> [ASSIGNMENT]: According to the article about the Ashburn couple's Italian home search, in what month and year did they close on their home in Lucca?

** EXTRACT TO READ follows **

Ashburn couple’s search for Italian home featured on HGTV

HOUSE-HUNTING STARS
By Chris Wadsworth

Lots of people have probably watched the show “House Hunters International” on HGTV. Each episode, an individual or a couple travels to some exotic overseas locale and works with a local real estate agent, touring three homes before settling on one to buy to begin their lives as expatriates. 

The show is a fantasy for many people – and half the fun as a viewer is deciding which home you would buy yourself and then guessing which home the couple will ultimately choose. 

Well, it wasn’t just a fantasy for one Ashburn couple. Ashley and Dario Campolattaro – who live in Brambleton – recently appeared on the show as they hunted for the perfect second home in Italy.

“My parents immigrated [from Italy] to the United States in the mid-’60s. All my aunts, uncles and cousins and my grandparents lived in Italy, and I spent a lot of time going back to Italy as a child,” Dario said. “When Ash and I got married, we started traveling to Italy – we were just drawn to spending more time there and eventually exposing our kids to the heritage and the culture.” 

The Campolattaros had always dreamed of owning a home there, and with their three boys grown and launched they decided the time was right. Fans of the HGTV show, they reached out to producers on a lark and submitted an application. 

“It was Covid, and we were just spending a lot of time bingeing the show and thinking about traveling that we couldn’t do. We thought wouldn’t it be funny if we did that,” Ashley said. “And then we did, and they responded. I wasn’t expecting that.” 

Now comes time for some hard truths. If you think everything you see on TV is 100% real, we have some news for you. 

In the case of “House Hunters International,” by the time the production crews start filming, the homebuyers have already bought their home. In fact, they complete the purchase before they are even selected to be on the show. 

Think about it this way – it would be a huge waste of time and resources to follow a family through the house-hunting process only to have the deal fall through.

“A lot of things can go sideways,” Ashley said. 

Fortunately for the Campolattaros, they found a home they loved in the town of Lucca, Italy (population 89,000), not far from Pisa in the country’s Tuscany region.   

And they were ultimately chosen to be featured on “House Hunters” as well.

“It was a bit like, ‘Oh, s—t. What did we get ourselves into, being on TV?’ The cringey-ness of what this could be like,” Dario said with a laugh. “It’s outside our character, but we decided it would memorialize this amazing experience of buying a house in Italy.” 

Ashley said the couple did a lot of Zoom calls with producers to talk about the process of buying the home. 

“They are looking for sources of conflict. If you agree on everything, that’s kind of boring,” she added. “Oftentimes, there’s a good cop and a bad cop, and I was thinking I didn’t want to be the bad cop.” 

The couple closed on their home in Lucca in March 2023, but the filming for the show didn’t occur until April 2024. With camera crews in tow, the Campolattaros toured the home they had already purchased, along with two others.

** End of EXTRACT TO READ **
** SUPPLIED MATERIAL follows **

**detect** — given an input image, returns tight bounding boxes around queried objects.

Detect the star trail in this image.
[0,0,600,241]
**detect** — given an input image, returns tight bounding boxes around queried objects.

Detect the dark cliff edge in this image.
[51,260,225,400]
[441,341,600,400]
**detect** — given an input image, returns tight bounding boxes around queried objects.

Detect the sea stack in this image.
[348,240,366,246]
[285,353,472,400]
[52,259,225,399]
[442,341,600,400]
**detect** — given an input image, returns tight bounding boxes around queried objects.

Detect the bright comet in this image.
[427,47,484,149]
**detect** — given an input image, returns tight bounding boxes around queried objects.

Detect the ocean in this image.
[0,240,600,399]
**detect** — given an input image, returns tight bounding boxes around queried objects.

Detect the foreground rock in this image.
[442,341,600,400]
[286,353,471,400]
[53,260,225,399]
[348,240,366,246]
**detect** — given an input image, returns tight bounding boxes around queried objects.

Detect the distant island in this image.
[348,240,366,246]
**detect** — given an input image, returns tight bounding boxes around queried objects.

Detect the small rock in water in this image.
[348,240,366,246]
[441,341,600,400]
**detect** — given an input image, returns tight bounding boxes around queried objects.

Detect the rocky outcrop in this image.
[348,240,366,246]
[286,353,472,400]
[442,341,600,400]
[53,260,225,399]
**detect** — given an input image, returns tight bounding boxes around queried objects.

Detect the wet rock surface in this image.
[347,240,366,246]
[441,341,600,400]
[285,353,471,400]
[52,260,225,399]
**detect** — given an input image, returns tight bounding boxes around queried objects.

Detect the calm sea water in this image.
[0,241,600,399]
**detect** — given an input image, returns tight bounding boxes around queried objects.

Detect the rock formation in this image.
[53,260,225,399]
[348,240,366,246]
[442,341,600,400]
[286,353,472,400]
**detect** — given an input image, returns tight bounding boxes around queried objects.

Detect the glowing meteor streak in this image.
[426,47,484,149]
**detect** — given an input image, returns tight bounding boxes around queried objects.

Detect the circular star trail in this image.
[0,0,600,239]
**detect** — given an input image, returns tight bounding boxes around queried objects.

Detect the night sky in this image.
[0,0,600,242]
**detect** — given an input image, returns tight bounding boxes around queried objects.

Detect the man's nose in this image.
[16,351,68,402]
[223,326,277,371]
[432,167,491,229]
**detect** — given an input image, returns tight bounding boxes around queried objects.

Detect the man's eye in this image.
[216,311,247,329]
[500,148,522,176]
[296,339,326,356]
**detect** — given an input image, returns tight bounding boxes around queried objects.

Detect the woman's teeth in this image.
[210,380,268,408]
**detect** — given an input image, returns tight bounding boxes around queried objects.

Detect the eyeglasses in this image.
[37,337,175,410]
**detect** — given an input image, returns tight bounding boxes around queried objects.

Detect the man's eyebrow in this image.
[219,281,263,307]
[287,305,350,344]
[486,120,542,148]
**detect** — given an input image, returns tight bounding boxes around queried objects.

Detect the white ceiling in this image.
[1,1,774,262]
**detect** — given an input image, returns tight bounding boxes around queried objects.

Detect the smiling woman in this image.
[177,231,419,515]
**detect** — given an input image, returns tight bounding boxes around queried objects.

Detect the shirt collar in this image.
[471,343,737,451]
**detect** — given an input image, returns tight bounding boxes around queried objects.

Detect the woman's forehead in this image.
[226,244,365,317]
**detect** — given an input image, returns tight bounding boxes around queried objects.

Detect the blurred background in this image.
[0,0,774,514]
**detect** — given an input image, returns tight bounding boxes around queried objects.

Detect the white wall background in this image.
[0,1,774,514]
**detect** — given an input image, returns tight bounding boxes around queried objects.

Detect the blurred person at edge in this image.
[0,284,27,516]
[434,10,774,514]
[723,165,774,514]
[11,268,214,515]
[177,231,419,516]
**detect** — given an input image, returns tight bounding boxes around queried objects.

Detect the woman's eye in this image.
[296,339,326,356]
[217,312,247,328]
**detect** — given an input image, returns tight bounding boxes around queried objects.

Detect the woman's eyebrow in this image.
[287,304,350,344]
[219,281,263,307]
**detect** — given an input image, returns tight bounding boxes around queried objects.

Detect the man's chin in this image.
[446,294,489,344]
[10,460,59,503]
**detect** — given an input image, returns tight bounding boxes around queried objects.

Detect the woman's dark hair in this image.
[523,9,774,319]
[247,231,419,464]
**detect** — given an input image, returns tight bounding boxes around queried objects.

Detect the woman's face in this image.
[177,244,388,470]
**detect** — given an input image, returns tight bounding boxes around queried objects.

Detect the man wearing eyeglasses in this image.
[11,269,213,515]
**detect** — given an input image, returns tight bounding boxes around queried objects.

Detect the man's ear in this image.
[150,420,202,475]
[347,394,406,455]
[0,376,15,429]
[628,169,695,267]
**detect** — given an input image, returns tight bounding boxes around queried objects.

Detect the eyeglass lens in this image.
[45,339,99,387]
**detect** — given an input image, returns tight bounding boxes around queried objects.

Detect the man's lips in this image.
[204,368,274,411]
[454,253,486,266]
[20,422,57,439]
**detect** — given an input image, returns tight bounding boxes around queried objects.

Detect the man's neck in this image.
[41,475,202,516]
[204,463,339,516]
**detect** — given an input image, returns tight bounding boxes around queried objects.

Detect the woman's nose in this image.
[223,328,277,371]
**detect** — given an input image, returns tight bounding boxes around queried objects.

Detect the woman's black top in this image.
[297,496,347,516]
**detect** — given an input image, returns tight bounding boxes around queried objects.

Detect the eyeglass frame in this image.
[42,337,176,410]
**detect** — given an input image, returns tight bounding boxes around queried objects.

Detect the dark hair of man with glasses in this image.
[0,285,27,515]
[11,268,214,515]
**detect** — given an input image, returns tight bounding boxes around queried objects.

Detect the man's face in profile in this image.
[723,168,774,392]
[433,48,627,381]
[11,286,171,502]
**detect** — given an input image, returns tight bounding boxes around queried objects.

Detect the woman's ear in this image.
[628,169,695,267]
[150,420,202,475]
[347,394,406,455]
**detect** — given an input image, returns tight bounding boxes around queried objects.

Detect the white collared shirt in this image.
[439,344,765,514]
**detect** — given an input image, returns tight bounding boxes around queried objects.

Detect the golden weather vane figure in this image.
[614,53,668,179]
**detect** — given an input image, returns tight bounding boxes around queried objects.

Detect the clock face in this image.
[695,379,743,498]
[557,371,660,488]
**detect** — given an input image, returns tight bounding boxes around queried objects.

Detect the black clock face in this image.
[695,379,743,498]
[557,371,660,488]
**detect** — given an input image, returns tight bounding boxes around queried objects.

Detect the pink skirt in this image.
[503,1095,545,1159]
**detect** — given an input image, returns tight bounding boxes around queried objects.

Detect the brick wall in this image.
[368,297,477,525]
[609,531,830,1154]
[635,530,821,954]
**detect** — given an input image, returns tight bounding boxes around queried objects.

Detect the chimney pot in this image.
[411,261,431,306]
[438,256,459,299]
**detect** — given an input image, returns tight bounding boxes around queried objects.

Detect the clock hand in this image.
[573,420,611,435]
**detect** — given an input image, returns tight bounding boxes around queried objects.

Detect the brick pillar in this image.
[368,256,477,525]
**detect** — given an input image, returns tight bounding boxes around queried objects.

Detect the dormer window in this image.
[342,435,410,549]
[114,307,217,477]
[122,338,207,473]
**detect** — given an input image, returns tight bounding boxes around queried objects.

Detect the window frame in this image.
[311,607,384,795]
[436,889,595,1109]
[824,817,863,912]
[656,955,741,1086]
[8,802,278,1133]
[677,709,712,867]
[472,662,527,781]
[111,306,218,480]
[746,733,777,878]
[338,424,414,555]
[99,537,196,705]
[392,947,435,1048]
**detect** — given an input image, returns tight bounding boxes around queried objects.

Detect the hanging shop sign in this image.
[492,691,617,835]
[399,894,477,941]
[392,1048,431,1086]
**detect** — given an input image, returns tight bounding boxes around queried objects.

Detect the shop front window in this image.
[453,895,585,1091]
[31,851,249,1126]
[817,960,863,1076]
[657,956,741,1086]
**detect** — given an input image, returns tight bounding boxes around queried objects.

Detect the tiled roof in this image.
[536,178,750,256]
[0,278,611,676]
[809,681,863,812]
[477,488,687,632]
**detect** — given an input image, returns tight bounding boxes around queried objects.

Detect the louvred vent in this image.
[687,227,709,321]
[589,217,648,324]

** End of SUPPLIED MATERIAL **

> [RESULT FOR THIS EXERCISE]: March 2023